**WHAT TO PRODUCE**:
Write the next few paragraphs of the opinion piece on health-care cooperatives and the public option below, starting right after its last paragraph.

*** DOCUMENT TEXT ***

He was not the only one who sees it that way:
"One of the main things you see in health-care cooperatives in this country is the board hasn't always acted in the best interests of the membership and cut down on waste," Hamm said. "It hasn't been able to achieve in the health-care economy what it's been able to achieve in agriculture and other areas."
Lets get real indeed. Folks, we are talking about something here that can really affect us for decades to come. We will be MANDATED to buy into whatever is created by this legislation and signed into law. What model is it that we want to be forced into??
We already know that we cannot depend on private insurers to treat their costumers fairly. We cannot trust them to control costs. They will do anything to cut coverage, deny claims and raise premiums and deductibles on policyholders to maximize profits. They do all they can to keep costs as high as possible because they get to put more money in their own pockets.
But how can we trust other "non-profit" entities that behave in the same way?? In many of these organizations the members have no say in decisions or in what executive compensation is. Corruption and greed can run just as rampant as a result and the best interests of the members as a whole is basically ignored. Is this really what we want to be mandated to put our trust in??
The Senate Finance Committee is a lost cause. Senators Conrad and Baucus are completely bought out by the interests mentioned above and others in the health insurance, healthcare and drug lobbies. They are simply going to push through a garbage bill at all costs, and President Obama is not going to call them on it.
Our only hope is the reconciliation process in the House and Senate when Progressives will get to weigh in more. We must demand a real public option as an alternative to the fraud, corruption and idiocy of private insurance and cooperatives.

*** EXTRACTED ENTRIES ***

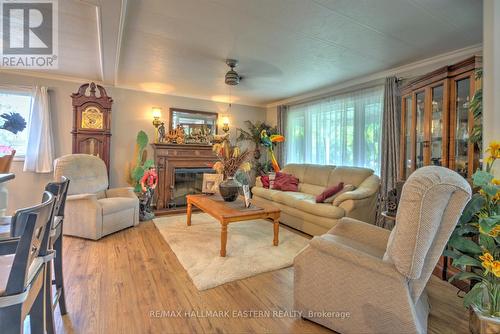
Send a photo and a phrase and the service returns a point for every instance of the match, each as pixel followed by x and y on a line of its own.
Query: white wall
pixel 491 75
pixel 131 112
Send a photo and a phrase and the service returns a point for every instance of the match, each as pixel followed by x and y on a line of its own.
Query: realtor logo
pixel 29 34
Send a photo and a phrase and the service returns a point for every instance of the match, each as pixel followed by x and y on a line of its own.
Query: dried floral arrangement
pixel 231 159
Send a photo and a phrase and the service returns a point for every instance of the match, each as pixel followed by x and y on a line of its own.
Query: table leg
pixel 188 213
pixel 276 231
pixel 223 240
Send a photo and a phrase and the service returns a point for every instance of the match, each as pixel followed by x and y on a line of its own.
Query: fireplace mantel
pixel 168 157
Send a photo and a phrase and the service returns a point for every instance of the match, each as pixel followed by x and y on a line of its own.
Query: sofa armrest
pixel 82 197
pixel 121 192
pixel 368 188
pixel 258 182
pixel 328 245
pixel 361 232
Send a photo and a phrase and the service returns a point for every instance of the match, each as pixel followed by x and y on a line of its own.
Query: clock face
pixel 92 118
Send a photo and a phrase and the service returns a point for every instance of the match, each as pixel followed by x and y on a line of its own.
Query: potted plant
pixel 13 123
pixel 143 177
pixel 253 134
pixel 230 160
pixel 474 247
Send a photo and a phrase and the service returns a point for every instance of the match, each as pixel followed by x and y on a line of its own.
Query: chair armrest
pixel 328 245
pixel 361 232
pixel 121 192
pixel 366 189
pixel 82 197
pixel 8 246
pixel 258 182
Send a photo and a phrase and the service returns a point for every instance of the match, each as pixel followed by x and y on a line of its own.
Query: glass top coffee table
pixel 227 213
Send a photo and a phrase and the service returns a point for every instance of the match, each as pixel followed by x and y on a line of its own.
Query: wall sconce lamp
pixel 225 124
pixel 156 111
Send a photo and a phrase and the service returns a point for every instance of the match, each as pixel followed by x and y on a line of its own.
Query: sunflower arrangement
pixel 475 243
pixel 230 159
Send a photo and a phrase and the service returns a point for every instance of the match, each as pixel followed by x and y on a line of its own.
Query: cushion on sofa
pixel 264 179
pixel 285 182
pixel 329 192
pixel 307 203
pixel 318 175
pixel 347 187
pixel 264 192
pixel 116 204
pixel 349 175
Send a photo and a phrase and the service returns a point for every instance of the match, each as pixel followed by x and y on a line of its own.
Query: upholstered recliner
pixel 300 210
pixel 375 277
pixel 92 210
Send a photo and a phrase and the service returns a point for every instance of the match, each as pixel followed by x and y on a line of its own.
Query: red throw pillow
pixel 329 192
pixel 265 181
pixel 286 182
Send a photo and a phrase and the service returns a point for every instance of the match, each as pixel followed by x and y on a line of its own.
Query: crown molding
pixel 410 69
pixel 80 80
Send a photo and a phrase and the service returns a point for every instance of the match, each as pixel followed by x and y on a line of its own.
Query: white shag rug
pixel 250 249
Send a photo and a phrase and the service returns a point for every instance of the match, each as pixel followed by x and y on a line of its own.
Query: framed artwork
pixel 211 183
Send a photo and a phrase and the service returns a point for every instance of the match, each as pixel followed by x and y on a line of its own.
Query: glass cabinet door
pixel 462 99
pixel 437 127
pixel 420 124
pixel 407 153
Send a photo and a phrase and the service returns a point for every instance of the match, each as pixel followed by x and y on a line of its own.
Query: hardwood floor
pixel 122 283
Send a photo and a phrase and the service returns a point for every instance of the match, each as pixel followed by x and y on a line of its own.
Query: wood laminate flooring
pixel 131 282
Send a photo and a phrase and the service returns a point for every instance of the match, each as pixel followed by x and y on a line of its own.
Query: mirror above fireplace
pixel 193 121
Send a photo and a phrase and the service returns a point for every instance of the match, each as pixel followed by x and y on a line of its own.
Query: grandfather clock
pixel 92 121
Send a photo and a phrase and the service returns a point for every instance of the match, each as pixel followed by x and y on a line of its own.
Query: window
pixel 14 102
pixel 339 130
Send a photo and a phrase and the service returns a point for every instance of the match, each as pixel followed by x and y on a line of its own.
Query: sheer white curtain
pixel 338 130
pixel 40 148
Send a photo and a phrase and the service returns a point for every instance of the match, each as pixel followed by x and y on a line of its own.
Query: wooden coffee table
pixel 226 214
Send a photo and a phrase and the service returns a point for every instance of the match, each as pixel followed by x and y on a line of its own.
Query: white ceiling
pixel 285 47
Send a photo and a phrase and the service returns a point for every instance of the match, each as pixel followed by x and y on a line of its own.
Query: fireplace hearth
pixel 187 181
pixel 180 172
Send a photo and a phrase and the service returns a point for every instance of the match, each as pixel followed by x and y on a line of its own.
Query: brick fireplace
pixel 180 172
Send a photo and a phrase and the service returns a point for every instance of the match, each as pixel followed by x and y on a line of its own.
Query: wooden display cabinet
pixel 436 122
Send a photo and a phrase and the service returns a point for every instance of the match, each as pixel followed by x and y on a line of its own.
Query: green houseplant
pixel 253 134
pixel 474 244
pixel 142 163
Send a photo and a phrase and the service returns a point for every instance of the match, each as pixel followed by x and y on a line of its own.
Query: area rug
pixel 250 249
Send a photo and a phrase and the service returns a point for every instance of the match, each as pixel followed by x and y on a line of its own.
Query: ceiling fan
pixel 232 77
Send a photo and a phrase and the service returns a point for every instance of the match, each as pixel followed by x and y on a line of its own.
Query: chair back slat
pixel 33 225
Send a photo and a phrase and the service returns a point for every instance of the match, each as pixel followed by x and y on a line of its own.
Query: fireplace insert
pixel 187 181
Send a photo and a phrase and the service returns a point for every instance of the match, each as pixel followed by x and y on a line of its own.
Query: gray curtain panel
pixel 391 119
pixel 281 126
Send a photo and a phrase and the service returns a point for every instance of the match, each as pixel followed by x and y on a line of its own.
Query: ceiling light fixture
pixel 232 78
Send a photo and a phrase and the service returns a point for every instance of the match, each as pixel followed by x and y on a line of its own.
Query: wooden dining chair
pixel 60 191
pixel 23 262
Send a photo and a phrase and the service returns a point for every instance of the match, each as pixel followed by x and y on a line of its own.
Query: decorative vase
pixel 256 154
pixel 481 324
pixel 229 189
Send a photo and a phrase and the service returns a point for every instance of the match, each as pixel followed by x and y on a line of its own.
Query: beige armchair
pixel 371 280
pixel 92 210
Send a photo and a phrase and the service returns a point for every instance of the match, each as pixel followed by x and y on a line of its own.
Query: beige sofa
pixel 376 276
pixel 300 210
pixel 92 210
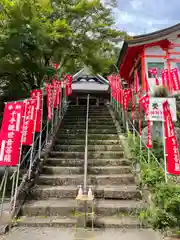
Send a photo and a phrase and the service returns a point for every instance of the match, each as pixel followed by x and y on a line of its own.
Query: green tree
pixel 33 33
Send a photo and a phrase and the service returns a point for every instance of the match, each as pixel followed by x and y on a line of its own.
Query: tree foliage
pixel 33 33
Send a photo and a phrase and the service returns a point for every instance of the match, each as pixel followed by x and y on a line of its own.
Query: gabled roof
pixel 84 81
pixel 132 48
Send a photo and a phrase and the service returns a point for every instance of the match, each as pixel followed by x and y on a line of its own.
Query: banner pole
pixel 40 135
pixel 52 121
pixel 19 163
pixel 60 101
pixel 32 148
pixel 47 131
pixel 164 146
pixel 4 190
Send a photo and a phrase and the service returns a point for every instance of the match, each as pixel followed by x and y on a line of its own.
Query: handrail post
pixel 86 147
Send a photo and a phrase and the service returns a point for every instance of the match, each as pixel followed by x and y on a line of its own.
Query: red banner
pixel 137 86
pixel 146 84
pixel 153 71
pixel 175 79
pixel 58 93
pixel 55 65
pixel 165 77
pixel 49 100
pixel 37 94
pixel 173 161
pixel 127 97
pixel 29 121
pixel 11 133
pixel 144 101
pixel 140 118
pixel 133 105
pixel 149 140
pixel 55 92
pixel 69 79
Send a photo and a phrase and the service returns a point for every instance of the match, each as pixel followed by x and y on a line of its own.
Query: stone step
pixel 82 142
pixel 68 207
pixel 91 162
pixel 91 170
pixel 125 222
pixel 44 221
pixel 90 136
pixel 83 118
pixel 80 148
pixel 91 126
pixel 90 121
pixel 99 154
pixel 91 115
pixel 128 192
pixel 114 179
pixel 90 131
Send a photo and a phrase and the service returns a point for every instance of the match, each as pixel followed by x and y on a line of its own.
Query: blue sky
pixel 144 16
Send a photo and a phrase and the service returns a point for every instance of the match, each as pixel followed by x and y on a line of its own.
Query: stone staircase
pixel 117 199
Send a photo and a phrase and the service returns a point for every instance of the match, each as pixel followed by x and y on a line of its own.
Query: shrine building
pixel 160 49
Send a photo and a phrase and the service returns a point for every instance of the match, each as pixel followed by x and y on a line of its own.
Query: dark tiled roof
pixel 143 39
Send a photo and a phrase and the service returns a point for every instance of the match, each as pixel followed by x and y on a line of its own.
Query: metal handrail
pixel 86 147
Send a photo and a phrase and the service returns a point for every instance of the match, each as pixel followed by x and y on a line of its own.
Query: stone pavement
pixel 68 234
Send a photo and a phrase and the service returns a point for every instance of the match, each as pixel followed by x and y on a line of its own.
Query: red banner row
pixel 22 119
pixel 125 96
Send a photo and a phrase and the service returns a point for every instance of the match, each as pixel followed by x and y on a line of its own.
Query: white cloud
pixel 143 16
pixel 136 4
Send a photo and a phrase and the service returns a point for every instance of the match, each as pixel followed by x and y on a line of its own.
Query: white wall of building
pixel 156 50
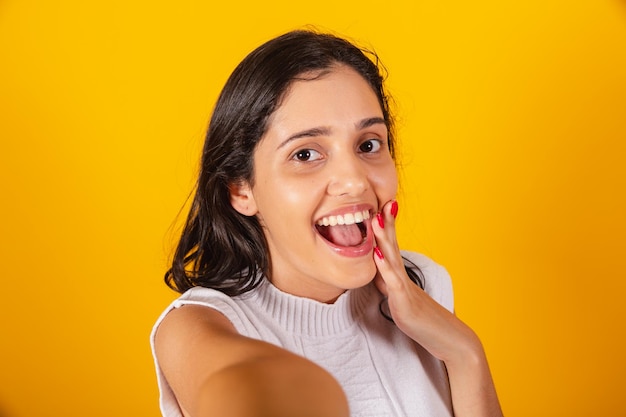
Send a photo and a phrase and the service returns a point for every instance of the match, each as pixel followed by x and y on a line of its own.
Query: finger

***

**EXERCISE OUTPUT**:
Why can't the government just give me a price of what they would charge me a month for me to join the Medicaire program?? If folks can afford and want to trust these insurance companies and cooperatives they should very well have the right to, but why should I be forced to?? They have denied me coverage already and have shown that they will not deal with me fairly even if I do buy into them. How will a mandate ever change that??
The issue of Universal Healthcare has become so pressing because tens of millions of Americans cannot afford health insurance. When they have gotten sick they are forced to go to Emergency Rooms running up bills they cannot pay. Why has is the emphasis on a solution concentrating more now on making the very people who have contributed so much to the problem more money that before?? They are lining up to pick the system clean once more and I now will be forced to allow them to fleece me also.
If this is the best thing we can get in terms of healthcare reform then as Progressives we must fight against it. If something is wrong it is just wrong no matter what party comes up with it and mandating insurance without giving Americans a viable alternative to the current practices is insane. If this is the best we can do, then honestly why do anything??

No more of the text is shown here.